- _TASK REQUIREMENTS_: Retype each line of the data below without changing a single character.

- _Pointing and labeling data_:
___

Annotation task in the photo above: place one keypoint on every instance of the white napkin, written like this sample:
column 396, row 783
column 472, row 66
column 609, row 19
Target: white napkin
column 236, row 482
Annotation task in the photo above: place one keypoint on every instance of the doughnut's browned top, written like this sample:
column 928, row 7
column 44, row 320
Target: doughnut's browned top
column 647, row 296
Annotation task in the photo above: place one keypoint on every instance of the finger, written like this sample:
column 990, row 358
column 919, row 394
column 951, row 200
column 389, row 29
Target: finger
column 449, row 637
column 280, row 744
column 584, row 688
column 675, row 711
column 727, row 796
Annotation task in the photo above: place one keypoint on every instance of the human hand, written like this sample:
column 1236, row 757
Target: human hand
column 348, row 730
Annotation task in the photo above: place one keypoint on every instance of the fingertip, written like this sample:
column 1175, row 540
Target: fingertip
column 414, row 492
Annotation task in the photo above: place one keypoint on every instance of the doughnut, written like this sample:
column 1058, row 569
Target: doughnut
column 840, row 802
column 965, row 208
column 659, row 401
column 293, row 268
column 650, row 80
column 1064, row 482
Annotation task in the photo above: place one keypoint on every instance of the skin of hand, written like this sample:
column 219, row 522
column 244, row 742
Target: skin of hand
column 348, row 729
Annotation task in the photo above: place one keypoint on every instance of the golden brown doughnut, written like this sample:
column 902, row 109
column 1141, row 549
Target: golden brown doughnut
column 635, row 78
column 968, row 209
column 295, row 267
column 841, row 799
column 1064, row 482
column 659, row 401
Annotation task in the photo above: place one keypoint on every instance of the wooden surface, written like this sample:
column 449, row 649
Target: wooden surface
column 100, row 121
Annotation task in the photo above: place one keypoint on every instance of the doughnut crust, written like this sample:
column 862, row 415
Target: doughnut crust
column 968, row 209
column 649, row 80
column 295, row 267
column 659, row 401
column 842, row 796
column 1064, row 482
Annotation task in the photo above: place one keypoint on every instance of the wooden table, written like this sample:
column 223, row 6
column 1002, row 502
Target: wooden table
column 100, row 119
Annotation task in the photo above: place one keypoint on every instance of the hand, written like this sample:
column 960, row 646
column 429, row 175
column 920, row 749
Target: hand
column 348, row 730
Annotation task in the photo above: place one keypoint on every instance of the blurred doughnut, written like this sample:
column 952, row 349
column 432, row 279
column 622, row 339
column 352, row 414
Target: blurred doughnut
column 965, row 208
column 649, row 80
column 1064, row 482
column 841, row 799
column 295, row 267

___

- _EXERCISE OUTPUT_:
Annotation task in the photo above: place one keypoint on every instance of the white napkin, written like this sample:
column 396, row 783
column 472, row 66
column 609, row 19
Target: white napkin
column 236, row 482
Annotation task in the photo above: place one keypoint on every instance of the doughnut's browned top, written like this sample:
column 928, row 7
column 44, row 320
Target: doughnut's browned top
column 647, row 296
Annotation task in the photo above: place one keypoint on every instance of the finger, written like this sample:
column 990, row 358
column 919, row 394
column 951, row 200
column 389, row 29
Target: finger
column 449, row 637
column 280, row 744
column 584, row 688
column 675, row 711
column 727, row 796
Annotation task in the photo above: place one keypoint on every instance of the human hand, written like this sample:
column 1236, row 757
Target: human hand
column 348, row 730
Annotation task in the photo above: place one keypoint on every instance of the fingertip, written like this sample:
column 1175, row 540
Target: fingertip
column 414, row 492
Annotation task in the photo above: place one keypoint on every instance of the doughnut, written like this sample:
column 1058, row 569
Target: doughnut
column 840, row 802
column 965, row 208
column 659, row 401
column 293, row 268
column 650, row 80
column 1064, row 482
Annotation task in the photo above: place one keypoint on every instance of the skin of hand, written like this sample:
column 219, row 522
column 244, row 742
Target: skin of hand
column 348, row 729
Annotation task in the photo above: place one keypoint on every instance of the golden brown doughnut, written like this sample:
column 902, row 109
column 1141, row 549
Target: golden brown doughnut
column 635, row 78
column 968, row 209
column 295, row 267
column 841, row 799
column 1064, row 482
column 659, row 401
Annotation task in the photo above: place one keypoint on every instance of the wooden surface, written like this sample:
column 449, row 649
Target: wooden surface
column 100, row 121
Annotation task in the photo above: place one keypoint on every instance of the doughnut crust, written like this sample:
column 862, row 415
Target: doughnut crust
column 968, row 209
column 649, row 80
column 295, row 267
column 659, row 401
column 842, row 796
column 1064, row 482
Annotation task in the photo above: place one keypoint on every instance of the wooden table, written like this sample:
column 223, row 6
column 1002, row 502
Target: wooden table
column 100, row 119
Annotation task in the photo above: place one keypoint on every instance of the hand, written like this sample:
column 960, row 646
column 429, row 175
column 920, row 749
Target: hand
column 348, row 730
Annotation task in the photo above: place one keypoint on every instance of the blurred doughnut, written like this sample:
column 952, row 349
column 432, row 279
column 622, row 339
column 352, row 414
Target: blurred doughnut
column 965, row 208
column 649, row 80
column 1064, row 482
column 841, row 799
column 295, row 267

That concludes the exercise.